##### Records supplied #####
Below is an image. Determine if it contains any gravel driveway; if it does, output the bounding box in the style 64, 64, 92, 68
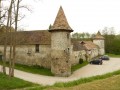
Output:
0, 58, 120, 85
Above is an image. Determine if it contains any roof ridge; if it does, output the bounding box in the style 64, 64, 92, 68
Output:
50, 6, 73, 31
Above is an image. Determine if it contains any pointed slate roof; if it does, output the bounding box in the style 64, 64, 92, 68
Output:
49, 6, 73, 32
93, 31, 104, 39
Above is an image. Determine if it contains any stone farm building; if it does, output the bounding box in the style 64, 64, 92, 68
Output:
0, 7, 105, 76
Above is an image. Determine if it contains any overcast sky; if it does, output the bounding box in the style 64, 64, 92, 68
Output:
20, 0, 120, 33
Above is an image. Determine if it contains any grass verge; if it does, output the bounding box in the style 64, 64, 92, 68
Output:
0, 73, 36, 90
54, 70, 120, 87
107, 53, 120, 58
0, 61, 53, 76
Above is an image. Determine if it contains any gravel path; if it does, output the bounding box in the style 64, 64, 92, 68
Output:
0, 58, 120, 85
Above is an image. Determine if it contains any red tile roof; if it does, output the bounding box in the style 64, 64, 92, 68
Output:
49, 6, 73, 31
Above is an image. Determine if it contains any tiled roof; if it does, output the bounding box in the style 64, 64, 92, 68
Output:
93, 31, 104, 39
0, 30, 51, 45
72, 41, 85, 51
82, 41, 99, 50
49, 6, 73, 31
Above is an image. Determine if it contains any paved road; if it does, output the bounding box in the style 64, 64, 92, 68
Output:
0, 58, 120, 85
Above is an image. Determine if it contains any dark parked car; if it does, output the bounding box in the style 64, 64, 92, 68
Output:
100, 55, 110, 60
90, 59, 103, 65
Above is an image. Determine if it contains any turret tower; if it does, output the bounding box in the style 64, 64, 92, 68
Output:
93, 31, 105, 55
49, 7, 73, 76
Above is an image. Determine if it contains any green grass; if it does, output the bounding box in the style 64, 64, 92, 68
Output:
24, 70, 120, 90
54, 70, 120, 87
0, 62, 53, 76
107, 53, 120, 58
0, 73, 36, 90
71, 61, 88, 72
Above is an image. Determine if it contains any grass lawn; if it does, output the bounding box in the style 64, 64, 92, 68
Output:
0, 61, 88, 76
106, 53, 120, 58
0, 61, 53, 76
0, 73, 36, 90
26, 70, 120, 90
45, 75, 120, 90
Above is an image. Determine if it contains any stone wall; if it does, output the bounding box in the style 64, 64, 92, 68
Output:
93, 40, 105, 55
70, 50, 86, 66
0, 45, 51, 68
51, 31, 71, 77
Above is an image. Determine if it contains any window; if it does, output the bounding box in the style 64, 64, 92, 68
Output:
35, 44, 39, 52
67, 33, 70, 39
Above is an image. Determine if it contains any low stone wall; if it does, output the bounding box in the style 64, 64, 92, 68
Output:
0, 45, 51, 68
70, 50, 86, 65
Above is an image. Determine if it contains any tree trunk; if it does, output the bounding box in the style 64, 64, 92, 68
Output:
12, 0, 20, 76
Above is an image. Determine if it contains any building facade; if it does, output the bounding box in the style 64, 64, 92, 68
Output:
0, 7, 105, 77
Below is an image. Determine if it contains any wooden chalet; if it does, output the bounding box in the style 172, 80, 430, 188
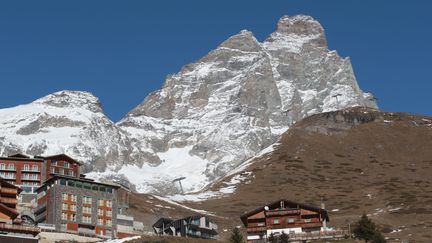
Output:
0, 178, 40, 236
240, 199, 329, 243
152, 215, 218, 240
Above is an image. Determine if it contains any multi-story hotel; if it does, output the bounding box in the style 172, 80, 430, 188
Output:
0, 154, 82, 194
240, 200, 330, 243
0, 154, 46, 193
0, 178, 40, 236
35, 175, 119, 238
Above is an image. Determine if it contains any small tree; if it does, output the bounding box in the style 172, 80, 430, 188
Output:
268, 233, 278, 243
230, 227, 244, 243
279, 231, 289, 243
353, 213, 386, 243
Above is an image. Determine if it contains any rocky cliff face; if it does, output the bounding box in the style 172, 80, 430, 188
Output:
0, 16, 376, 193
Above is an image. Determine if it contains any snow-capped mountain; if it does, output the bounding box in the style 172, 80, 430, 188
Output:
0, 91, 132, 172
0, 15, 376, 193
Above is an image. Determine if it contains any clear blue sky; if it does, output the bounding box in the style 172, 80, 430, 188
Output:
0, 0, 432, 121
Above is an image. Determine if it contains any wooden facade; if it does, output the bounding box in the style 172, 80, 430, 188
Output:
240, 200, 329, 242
#####
##### Records supplied #####
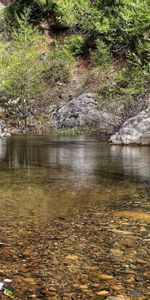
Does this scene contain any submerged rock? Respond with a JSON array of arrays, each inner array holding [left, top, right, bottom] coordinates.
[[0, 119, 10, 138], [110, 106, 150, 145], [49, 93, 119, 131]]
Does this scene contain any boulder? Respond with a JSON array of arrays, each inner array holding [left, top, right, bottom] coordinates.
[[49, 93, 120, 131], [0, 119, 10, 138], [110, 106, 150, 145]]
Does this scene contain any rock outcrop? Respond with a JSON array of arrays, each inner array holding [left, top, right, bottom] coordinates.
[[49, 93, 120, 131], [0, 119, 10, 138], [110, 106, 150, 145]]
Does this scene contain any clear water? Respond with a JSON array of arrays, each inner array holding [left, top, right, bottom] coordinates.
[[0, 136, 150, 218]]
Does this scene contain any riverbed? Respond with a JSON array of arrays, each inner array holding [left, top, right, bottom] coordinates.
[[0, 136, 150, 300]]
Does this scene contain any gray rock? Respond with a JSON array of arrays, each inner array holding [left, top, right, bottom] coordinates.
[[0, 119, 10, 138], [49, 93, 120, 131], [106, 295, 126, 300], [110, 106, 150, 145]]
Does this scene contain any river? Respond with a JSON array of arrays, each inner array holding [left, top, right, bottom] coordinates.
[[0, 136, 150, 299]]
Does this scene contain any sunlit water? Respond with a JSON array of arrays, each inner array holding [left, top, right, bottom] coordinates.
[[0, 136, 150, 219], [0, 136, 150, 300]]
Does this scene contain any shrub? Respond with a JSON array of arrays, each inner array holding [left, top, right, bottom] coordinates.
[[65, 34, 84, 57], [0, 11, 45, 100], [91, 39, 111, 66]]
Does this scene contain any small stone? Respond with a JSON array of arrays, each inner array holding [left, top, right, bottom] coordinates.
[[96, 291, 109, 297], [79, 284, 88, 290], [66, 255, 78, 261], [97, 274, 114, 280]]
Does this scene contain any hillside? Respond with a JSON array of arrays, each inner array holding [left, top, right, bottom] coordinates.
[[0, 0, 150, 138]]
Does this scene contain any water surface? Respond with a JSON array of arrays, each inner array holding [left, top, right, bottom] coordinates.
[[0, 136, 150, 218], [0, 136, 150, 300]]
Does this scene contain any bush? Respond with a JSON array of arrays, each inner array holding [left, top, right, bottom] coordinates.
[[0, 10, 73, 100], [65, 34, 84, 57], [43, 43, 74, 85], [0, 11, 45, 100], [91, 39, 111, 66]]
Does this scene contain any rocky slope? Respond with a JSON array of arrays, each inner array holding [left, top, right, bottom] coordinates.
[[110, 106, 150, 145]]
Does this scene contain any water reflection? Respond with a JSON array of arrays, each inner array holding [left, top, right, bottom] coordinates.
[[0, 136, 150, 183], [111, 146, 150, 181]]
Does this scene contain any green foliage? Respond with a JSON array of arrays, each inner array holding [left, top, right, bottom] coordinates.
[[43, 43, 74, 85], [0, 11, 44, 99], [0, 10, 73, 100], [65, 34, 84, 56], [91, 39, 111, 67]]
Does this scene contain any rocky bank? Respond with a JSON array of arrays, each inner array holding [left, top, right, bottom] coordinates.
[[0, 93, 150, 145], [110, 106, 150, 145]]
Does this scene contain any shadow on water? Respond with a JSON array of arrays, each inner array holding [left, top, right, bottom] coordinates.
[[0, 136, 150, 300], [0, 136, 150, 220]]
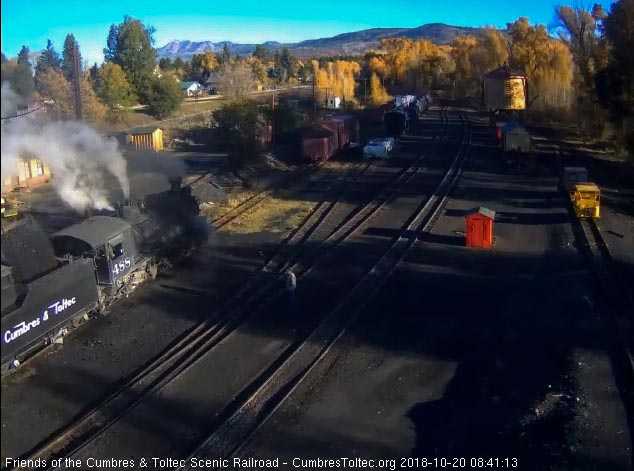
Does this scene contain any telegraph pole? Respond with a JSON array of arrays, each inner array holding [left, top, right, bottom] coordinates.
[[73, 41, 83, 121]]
#####
**What you need to do**:
Copy out every line from the one containing "Does this scene contain any rock outcrop?" up to and including the one containing "[[0, 136, 150, 218]]", keeping each line unchanged.

**The completed task**:
Does this scene contain any rock outcrop? Respond with a JSON array of arrays, each inner array holding [left, top, right, bottom] coordinates.
[[49, 93, 120, 131], [0, 119, 10, 138], [110, 106, 150, 145]]
Does this scene contain any clear water? Respond with a JSON array of arrays, each inner array holding [left, top, right, bottom] coordinates.
[[0, 136, 150, 218]]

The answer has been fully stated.